Passage shown
**********

I'm looking forward to your recipe!
This looks delicious.


----------



## John Smith_inFL (Jun 15, 2018)

de-nagorg said:


> My biggest problem, is figuring out how to keep the extra from going bad, before I eat them.
> *After a few days of dishing a small portion, pudding seems to get runny, and messy.*
> ED


this is where the frozen portions come in. . . . the pudding may not be as "fresh" as the first bite, but definitely not runny.
experimenting with small portions was my first step - then, went to 3 boxes which require 10 cups of milk. the box calls for 3 cups of milk per box - which is not enough for 10 loaf pans, but made zero difference in the end.
my very first experiment was the layering method of cookies, banana, pudding. after 2 or 3 pans, that is when I said to heck with this, got out my big dishpan and mixed it all together. For hongry folks, it makes no difference.

**********

Given data
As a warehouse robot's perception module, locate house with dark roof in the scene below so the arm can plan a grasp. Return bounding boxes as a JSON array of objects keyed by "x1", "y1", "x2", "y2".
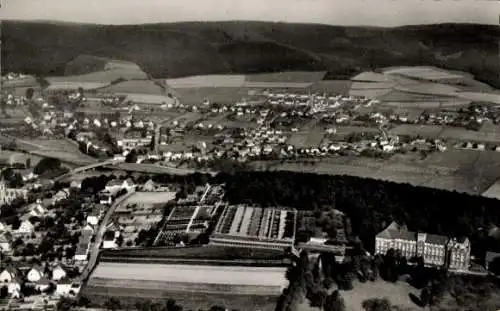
[{"x1": 375, "y1": 222, "x2": 470, "y2": 270}]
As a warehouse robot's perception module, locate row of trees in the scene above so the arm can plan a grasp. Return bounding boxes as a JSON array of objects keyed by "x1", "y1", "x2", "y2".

**********

Work to be completed
Please answer these questions about the pudding forum post, numbering each answer to match.
1. According to the quoted comment, what happens to pudding after a few days of dishing out small portions?
2. How many boxes did the poster move up to, and how many cups of milk did they require?
3. What three things were layered in the poster's very first experiment?

Result for this exercise
1. It gets runny and messy.
2. Three boxes, requiring 10 cups of milk.
3. Cookies, banana, and pudding.